C'est une reprise. Mais on ne va pas bouder son plaisir: un des plus beaux opéras de Verdi (qui en a pourtant écrit quelques-uns), un couple de vedettes, Roberto Alagna en Othello, Aleksandra Kurzak en Desdémone, une mise en scène classique mais intelligente d'Andrei Serban, plus des comparses globalement de qualité, de quoi ravir le public, si Alagna conserve sa voix!
La voix retrouvée d'Alagna
Je n'étais au courant de rien. Et c'est ainsi que j'ai assisté ce dimanche avec une totale tranquillité à cet "Otello". J'ignorais que la première s'était passée le jeudi précédent avec un Alagna souffrant, se demandant (lui et les spectateurs) s'il allait arriver au bout de ce qui est un des grands rôles de ténor, s'il n'est pas vocalement le plus périlleux. J' avais bien noté dans la première intervention d'Othello ("Esultate") un aigu un peu difficile mais je l'avais inscrit sur le compte de la "mise en voix" obligée de tout rôle, ladite voix étant un organe qui s'assouplit, s'arrondit, s'installe comme un moteur de haut vol quand on sait conduire l'engin, ce qui est le privilège des grands interprètes.
Aussi bien rien à dire ensuite: la vaillance, la puissance, la clarté de l'incarnation de notre Roberto national et aucun signe de fatigue. Mais sait-on jamais...
Belle tempête initiale
La mise en scène d'Andrei Serban a ses détracteurs. Elle date de 2004 et, semble-t-il, au fil des reprises, Serban l'a dépouillée de quelques effets mal accueillis. C'est un signe d'intelligence. Il en reste encore des petits détails qu'on ne comprend guère, les plumes de corbeau dont Othello entoure le lit de Desdémone avant de la tuer, comme s'il était un chamane indien conjurant le mauvais oeil. Encore (et j'étais plutôt bien placé) faut-il savoir que ce sont des plumes de corbeau...
De même la tempête initiale, qui voit le peuple de Chypre assister à la lutte d'Othello et de son équipage contre les éléments (dont ils triompheront) est magistralement conduite, avec ce jeu de projection vidéo sur les hauts murs des palais et les mouvements des habitants luttant contre le vent. Pourquoi donc renouveler l'expérience pour symboliser les états d'âme d'Othello (façon "tempête sous un crâne")?
Mise en scène heureusement classique
Cette mise en scène a surtout cette qualité d'être... parfaitement classique. Et vous ne pouvez imaginer comme cela fait du bien. Décor d'arches élégant (on est à Chypre) qui rappelle, avec ses perspectives diagonales, certains tableaux de Chirico, surtout quand un seul personnage s'y égare, belles lumières, parfois chaudes comme dans un tableau du Lorrain. Costumes que l'excellente Graciela Galan a été chercher à l'époque de Verdi et dans l'armée italienne (ce n'est pas original mais c'est très beau), un Iago, un Roderigo, dans l'armée de terre, un Cassio, tout en blanc, dans la marine.

PARTIES DE L'EXERCICE —
A - D'après la critique d'Otello, qui a conçu les costumes du spectacle ?
B - Poursuivez la critique d'Otello à partir de sa dernière phrase.
La liste qui suit n'a aucun rapport avec la critique d'Otello.

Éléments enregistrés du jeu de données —
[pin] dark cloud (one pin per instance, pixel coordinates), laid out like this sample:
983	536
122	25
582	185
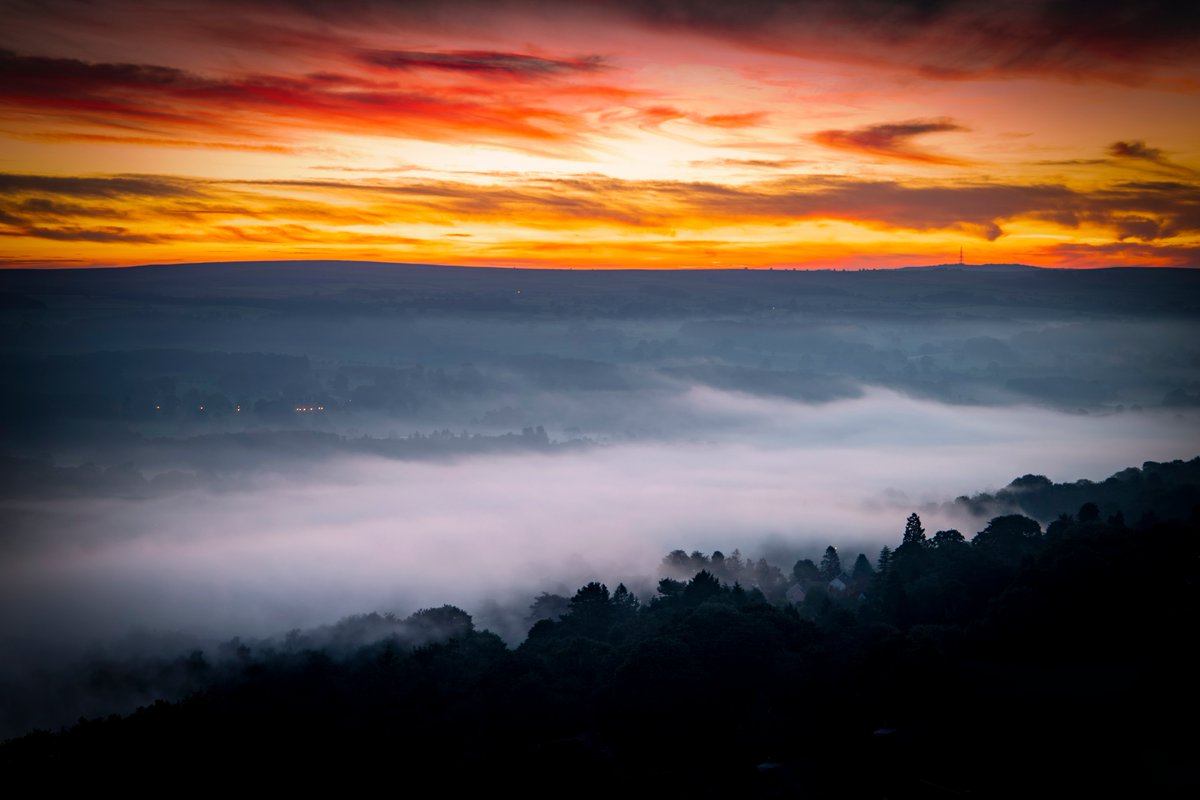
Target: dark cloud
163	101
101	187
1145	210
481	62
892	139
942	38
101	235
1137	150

---

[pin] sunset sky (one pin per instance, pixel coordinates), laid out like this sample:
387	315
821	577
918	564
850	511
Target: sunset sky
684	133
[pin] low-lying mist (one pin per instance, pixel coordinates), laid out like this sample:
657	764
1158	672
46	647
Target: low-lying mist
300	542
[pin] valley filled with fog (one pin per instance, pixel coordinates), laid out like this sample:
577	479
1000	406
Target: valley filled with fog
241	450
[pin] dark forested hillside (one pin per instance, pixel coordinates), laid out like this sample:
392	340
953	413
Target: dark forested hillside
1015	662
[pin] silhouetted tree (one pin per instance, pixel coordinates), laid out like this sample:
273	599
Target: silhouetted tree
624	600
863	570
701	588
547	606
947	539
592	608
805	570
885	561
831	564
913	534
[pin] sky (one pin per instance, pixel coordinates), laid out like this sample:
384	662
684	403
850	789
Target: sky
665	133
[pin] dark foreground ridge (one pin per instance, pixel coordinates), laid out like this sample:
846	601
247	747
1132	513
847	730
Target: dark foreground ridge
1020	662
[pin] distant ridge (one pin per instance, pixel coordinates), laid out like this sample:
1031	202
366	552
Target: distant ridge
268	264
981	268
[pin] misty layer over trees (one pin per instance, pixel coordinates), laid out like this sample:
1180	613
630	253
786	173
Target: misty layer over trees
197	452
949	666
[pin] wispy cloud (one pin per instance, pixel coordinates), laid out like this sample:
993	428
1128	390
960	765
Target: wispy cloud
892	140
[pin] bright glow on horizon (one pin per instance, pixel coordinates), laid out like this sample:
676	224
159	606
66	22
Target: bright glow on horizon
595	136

* * *

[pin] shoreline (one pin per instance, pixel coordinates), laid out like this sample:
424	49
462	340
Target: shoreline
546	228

RÉPONSES PAR CONSIGNE —
A - Graciela Galan.

B -
Desdémone dans de jolis robes imprimées à dominante blanc cassé, Othello, l' "exotique", l' "homme d'ailleurs" avec bottes de cuir mais pantalon bouffant et tunique, à l'orientale: que c'est agréable, malgré la convention, après le trip "Deschiens" des "Troyens" et l'inexistence contemporaine de "Simon Boccanegra", d'en avoir ainsi plein les mirettes! Ce qui est tout de même la fonction première de l'opéra, n'en déplaise aux critiques que nous sommes: offrir au public de belles histoires tragiques, où l'on pleure à la mort cruelle des héroïnes, en ayant l'oreille contente et les yeux satisfaits.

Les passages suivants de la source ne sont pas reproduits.